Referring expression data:
· · · ·

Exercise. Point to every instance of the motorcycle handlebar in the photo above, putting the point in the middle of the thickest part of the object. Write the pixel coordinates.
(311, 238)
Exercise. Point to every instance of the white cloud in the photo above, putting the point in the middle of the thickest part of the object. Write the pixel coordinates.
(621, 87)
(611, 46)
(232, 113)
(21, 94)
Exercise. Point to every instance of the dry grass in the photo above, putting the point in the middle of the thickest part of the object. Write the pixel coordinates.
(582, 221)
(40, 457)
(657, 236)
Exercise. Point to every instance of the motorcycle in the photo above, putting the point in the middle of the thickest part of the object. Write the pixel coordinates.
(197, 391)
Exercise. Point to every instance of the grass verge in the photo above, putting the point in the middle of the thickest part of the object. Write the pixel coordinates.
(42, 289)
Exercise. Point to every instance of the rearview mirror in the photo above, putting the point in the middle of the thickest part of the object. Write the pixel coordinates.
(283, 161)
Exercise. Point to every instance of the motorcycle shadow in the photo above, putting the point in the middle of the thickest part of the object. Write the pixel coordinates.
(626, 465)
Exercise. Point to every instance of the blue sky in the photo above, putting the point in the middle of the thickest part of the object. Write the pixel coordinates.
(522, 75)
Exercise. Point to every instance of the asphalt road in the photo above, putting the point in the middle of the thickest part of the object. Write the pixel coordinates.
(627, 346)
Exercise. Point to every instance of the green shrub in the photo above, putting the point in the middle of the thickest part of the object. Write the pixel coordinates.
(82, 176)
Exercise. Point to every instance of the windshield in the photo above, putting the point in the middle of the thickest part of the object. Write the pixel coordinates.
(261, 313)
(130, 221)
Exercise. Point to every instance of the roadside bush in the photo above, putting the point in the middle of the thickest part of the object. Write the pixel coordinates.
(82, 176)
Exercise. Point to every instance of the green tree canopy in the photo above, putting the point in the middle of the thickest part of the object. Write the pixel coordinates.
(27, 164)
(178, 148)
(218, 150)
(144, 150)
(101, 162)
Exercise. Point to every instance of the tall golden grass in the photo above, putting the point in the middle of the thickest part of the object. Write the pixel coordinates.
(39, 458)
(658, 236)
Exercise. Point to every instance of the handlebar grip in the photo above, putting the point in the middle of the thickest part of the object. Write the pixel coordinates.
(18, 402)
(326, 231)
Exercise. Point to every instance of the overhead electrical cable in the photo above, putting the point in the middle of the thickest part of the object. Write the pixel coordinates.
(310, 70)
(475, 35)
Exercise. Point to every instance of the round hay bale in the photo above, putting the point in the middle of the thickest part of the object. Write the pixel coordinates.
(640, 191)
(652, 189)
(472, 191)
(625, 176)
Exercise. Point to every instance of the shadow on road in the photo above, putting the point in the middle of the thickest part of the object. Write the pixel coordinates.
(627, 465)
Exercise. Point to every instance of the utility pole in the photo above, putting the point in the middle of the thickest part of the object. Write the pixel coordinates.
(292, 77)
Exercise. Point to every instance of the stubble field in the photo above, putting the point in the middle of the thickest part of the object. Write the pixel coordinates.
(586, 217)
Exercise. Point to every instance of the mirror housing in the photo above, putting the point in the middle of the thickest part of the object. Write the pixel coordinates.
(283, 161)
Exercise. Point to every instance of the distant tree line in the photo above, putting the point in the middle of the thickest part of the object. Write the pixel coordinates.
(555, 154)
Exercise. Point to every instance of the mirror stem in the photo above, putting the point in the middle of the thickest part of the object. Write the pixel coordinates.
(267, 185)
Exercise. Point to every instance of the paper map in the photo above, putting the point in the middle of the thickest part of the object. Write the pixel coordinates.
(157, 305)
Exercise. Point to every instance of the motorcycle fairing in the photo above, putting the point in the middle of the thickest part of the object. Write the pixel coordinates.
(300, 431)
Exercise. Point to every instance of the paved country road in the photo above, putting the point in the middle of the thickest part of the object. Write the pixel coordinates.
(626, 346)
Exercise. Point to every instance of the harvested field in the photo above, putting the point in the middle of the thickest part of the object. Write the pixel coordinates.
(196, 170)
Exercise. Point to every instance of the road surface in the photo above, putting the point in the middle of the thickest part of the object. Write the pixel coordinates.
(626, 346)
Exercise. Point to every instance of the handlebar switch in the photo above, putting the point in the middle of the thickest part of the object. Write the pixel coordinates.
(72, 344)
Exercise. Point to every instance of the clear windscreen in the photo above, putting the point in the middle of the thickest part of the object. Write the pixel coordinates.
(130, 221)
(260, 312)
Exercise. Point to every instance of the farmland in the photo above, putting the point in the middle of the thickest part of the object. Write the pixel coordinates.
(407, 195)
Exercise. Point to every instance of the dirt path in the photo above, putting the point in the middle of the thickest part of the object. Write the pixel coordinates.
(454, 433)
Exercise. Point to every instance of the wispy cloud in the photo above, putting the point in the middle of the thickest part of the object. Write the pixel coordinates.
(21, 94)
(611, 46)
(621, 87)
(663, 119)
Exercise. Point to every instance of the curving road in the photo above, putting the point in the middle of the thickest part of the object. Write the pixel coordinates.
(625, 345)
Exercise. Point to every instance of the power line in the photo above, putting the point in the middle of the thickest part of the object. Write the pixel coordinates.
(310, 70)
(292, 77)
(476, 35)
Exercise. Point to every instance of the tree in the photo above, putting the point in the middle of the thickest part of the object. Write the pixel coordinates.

· · · ·

**Task directions**: The output should match the records above exactly, entry for entry.

**Task solution**:
Exercise. Point to every instance of the motorcycle handlebar in the photo above, putting the point in the middle of the thickest part of the object. Write the pixel coordinates.
(311, 238)
Exercise. Point to every instance of the white cloud in the photo above, putting the point in the middle of the thickest part of the object. Write the pixel coordinates.
(621, 87)
(611, 46)
(232, 113)
(21, 94)
Exercise. Point to every instance of the dry grass in the photo above, putting the point in the middle of the thickest part of the object. Write the pixel coordinates.
(582, 221)
(40, 457)
(657, 236)
Exercise. Point to every instance of the motorcycle in the photo above, putting the point in the middle of the thickest part of the object. Write the pixel coordinates.
(197, 391)
Exercise. Point to every instance of the grass verge in the photo above, putting the point in the middle of the thickest part of the object. Write the pixel coordinates.
(42, 289)
Exercise. Point to every instance of the rearview mirror in the photo above, putting the point in the middle of the thickest part of the object. Write the pixel coordinates.
(283, 161)
Exercise. Point to every instance of the motorcycle shadow in the photo above, putting the point in the middle of the thickest part of the object. Write the pixel coordinates.
(626, 465)
Exercise. Point to every instance of the blue sky in the photo above, putting the point in the middle of the thickest part of the object. Write the pixel coordinates.
(522, 75)
Exercise. Point to every instance of the asphalt road in the photo above, putting the point in the middle of the thickest part of the object. Write the pixel coordinates.
(627, 346)
Exercise. Point to every instance of the green shrub in the photo above, putting the point in the middle of the thickest part of the object. Write the pixel coordinates.
(82, 176)
Exercise. Point to every instance of the windshield in the photo above, putting the point in the middle of the thickest part of the object. Write the pixel coordinates.
(261, 313)
(130, 221)
Exercise. Point to every instance of the roadside bush in the photo above, putting the point in the middle of the thickest part of the object. Write the pixel coordinates.
(82, 176)
Exercise. Point to every instance of the green tree canopy in the photo above, putting the point in the middle of the thickest part of the object. Write the pixel coordinates.
(27, 164)
(178, 148)
(218, 150)
(144, 150)
(101, 162)
Exercise. Point to every instance of the tall golden grass in the photo above, putting the point in the middle of the thickest part of the object. Write the pixel coordinates.
(39, 458)
(658, 236)
Exercise. Point to every instance of the handlebar grip in the photo above, putting the point in the middle of the thickest part of the object. Write the pixel coordinates.
(18, 402)
(326, 231)
Exercise. Point to every instance of the overhead electrical cable in the photo above, putting the point in the middle of the thickest part of the object. Write the pixel coordinates.
(310, 70)
(475, 35)
Exercise. Point to every instance of the round hay bale in the photo above, putting the point in the middle of the thickest part of the object. Write the pixel coordinates.
(640, 191)
(652, 189)
(472, 191)
(625, 176)
Exercise. Point to every instance of the shadow on road in the photo above, putting the point in the middle of the thickest part of the object. Write the pixel coordinates.
(627, 465)
Exercise. Point to every instance of the utility pole in the photo above, putting the point in the middle of the thickest part of the object. Write the pixel coordinates.
(292, 77)
Exercise. Point to every instance of the stubble field in the photo above, putting the point in the middle of the thickest part of the object. Write the pixel coordinates.
(586, 217)
Exercise. Point to every instance of the mirror housing in the photo above, putting the point in the middle of the thickest part of the object. Write the pixel coordinates.
(283, 161)
Exercise. Point to every instance of the distant tree line in the photo above, putting the point in the middle of the thickest part of the object. Write the pixel coordinates.
(555, 154)
Exercise. Point to every instance of the mirror stem in the photo above, putting the point in the middle of the thickest part of the object. Write the pixel coordinates.
(267, 185)
Exercise. Point to every instance of the paper map in the photo above, putting the point in the middle of the thickest part of the object. Write the pixel coordinates.
(157, 305)
Exercise. Point to every instance of the motorcycle fairing in the photo above, putting the point in the middle of the thickest part of the object. Write the pixel coordinates.
(300, 431)
Exercise. Point to every instance of the paved country road in the photo above, putting the point in the middle of the thickest part of the object. Write the pixel coordinates.
(626, 346)
Exercise. Point to every instance of the harvested field in the photo above, putting the point in the middle of the thickest part of the object. Write the pixel coordinates.
(196, 170)
Exercise. Point to every instance of the road surface in the photo above, putting the point in the middle of the thickest part of the object. Write the pixel coordinates.
(626, 346)
Exercise. Point to every instance of the handlebar switch in the photo above, putting the point in the middle of the thickest part of the object. Write the pixel coordinates.
(72, 344)
Exercise. Point to every instance of the clear windscreen in the photo above, putting the point in the middle of the thickest part of the object. Write the pixel coordinates.
(130, 221)
(260, 312)
Exercise. Point to every instance of the farmland in the photo above, putting the point in the middle of the thickest part of the object. Write the pixel coordinates.
(407, 195)
Exercise. Point to every instance of the dirt path in the photo above, putting the point in the middle of the thickest part of the object. Write the pixel coordinates.
(454, 433)
Exercise. Point to every instance of the wispy cloud in the photo above, putting the point in the middle of the thickest part of the object. Write the pixel coordinates.
(21, 94)
(611, 46)
(621, 87)
(663, 119)
Exercise. Point to every instance of the curving road in the photo above, putting the point in the middle of the thickest part of the object. Write the pixel coordinates.
(625, 345)
Exercise. Point to every instance of the power line in the photo above, putting the point in the middle of the thickest part of the object. Write the pixel coordinates.
(310, 70)
(292, 77)
(476, 35)
Exercise. Point to every instance of the tree in the photo above, putting the point in the middle of the thickest part of the object. Write the pixel coordinates.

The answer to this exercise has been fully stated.